Task to carry out: Give the data again exactly as it is written.

[Opening Material for this task section]

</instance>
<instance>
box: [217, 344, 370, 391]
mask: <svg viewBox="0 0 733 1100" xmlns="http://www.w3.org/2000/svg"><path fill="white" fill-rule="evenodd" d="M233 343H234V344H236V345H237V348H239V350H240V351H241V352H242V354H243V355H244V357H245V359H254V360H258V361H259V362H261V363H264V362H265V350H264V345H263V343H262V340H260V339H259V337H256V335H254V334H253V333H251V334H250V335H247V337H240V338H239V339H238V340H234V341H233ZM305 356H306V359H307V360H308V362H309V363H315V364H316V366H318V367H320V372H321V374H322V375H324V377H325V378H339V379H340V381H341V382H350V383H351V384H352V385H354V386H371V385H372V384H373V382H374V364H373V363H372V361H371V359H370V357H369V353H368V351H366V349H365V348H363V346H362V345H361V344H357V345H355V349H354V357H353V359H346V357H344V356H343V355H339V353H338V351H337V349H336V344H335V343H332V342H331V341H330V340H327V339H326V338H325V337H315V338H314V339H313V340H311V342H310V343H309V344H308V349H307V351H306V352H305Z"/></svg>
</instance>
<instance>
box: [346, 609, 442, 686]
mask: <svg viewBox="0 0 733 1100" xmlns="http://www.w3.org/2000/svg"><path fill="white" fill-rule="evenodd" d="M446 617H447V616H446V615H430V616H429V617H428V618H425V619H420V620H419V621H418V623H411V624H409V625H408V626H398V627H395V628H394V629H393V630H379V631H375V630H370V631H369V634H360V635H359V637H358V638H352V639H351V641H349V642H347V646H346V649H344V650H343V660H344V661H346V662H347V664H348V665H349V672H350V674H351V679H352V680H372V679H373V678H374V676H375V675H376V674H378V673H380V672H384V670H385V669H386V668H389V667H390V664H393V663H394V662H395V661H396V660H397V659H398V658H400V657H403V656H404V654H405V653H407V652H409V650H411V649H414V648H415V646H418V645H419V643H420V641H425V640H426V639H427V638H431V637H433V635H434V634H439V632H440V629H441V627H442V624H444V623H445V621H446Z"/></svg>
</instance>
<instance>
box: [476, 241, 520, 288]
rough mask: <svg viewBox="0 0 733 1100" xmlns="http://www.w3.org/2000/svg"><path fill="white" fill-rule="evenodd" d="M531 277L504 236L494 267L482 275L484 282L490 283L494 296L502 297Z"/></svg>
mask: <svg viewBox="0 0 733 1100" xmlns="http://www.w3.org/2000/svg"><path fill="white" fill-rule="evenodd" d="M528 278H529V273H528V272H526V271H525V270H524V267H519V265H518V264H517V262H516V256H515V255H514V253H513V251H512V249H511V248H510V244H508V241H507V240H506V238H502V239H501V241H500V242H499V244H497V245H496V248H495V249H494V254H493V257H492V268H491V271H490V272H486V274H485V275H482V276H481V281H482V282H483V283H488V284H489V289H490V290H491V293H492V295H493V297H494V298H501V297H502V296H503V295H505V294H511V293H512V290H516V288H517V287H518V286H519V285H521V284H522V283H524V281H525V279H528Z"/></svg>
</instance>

[Closing Material for this task section]

Written solution:
</instance>
<instance>
box: [217, 344, 370, 391]
mask: <svg viewBox="0 0 733 1100" xmlns="http://www.w3.org/2000/svg"><path fill="white" fill-rule="evenodd" d="M233 343H234V344H236V345H237V348H239V350H240V351H241V352H242V354H243V355H244V357H245V359H254V360H258V361H259V362H261V363H264V362H265V350H264V345H263V343H262V340H260V339H259V337H256V335H254V334H253V333H251V334H250V335H247V337H240V338H239V339H238V340H234V341H233ZM305 356H306V359H307V360H308V362H309V363H315V364H316V366H318V367H320V372H321V374H322V375H324V377H325V378H339V379H340V381H341V382H350V383H351V384H352V385H354V386H371V385H372V384H373V382H374V364H373V363H372V361H371V359H370V357H369V353H368V351H366V349H365V348H363V346H362V345H361V344H357V345H355V349H354V357H353V359H346V357H344V356H343V355H339V353H338V351H337V349H336V344H335V343H332V342H331V341H330V340H327V339H326V338H325V337H315V338H314V339H313V340H311V342H310V343H309V344H308V349H307V351H306V352H305Z"/></svg>
</instance>
<instance>
box: [346, 609, 442, 686]
mask: <svg viewBox="0 0 733 1100" xmlns="http://www.w3.org/2000/svg"><path fill="white" fill-rule="evenodd" d="M446 617H447V616H446V615H430V616H429V617H428V618H425V619H420V620H419V621H418V623H411V624H409V625H408V626H398V627H395V628H394V629H393V630H379V631H375V630H370V631H369V634H360V635H359V637H358V638H352V639H351V641H349V642H347V646H346V649H344V650H343V660H344V661H346V662H347V664H348V665H349V672H350V674H351V679H352V680H372V679H373V678H374V676H375V675H376V674H378V673H380V672H384V670H385V669H386V668H389V667H390V664H393V663H394V662H395V661H396V660H397V659H398V658H400V657H403V656H404V654H405V653H407V652H409V650H411V649H414V648H415V646H418V645H419V643H420V641H425V640H426V639H427V638H431V637H433V635H434V634H439V632H440V629H441V627H442V624H444V623H445V621H446Z"/></svg>
</instance>
<instance>
box: [476, 241, 520, 288]
rough mask: <svg viewBox="0 0 733 1100" xmlns="http://www.w3.org/2000/svg"><path fill="white" fill-rule="evenodd" d="M531 277L504 236L494 267L482 275L484 282L490 283L494 296L502 297Z"/></svg>
mask: <svg viewBox="0 0 733 1100" xmlns="http://www.w3.org/2000/svg"><path fill="white" fill-rule="evenodd" d="M528 278H529V273H528V272H526V271H525V270H524V267H519V265H518V264H517V262H516V256H515V255H514V253H513V251H512V249H511V248H510V244H508V241H507V240H506V238H502V239H501V241H500V242H499V244H497V245H496V248H495V249H494V254H493V257H492V268H491V271H490V272H486V274H485V275H482V276H481V281H482V282H483V283H488V284H489V289H490V290H491V293H492V295H493V297H494V298H501V297H502V296H503V295H505V294H511V293H512V290H516V288H517V287H518V286H519V285H521V284H522V283H524V281H525V279H528Z"/></svg>
</instance>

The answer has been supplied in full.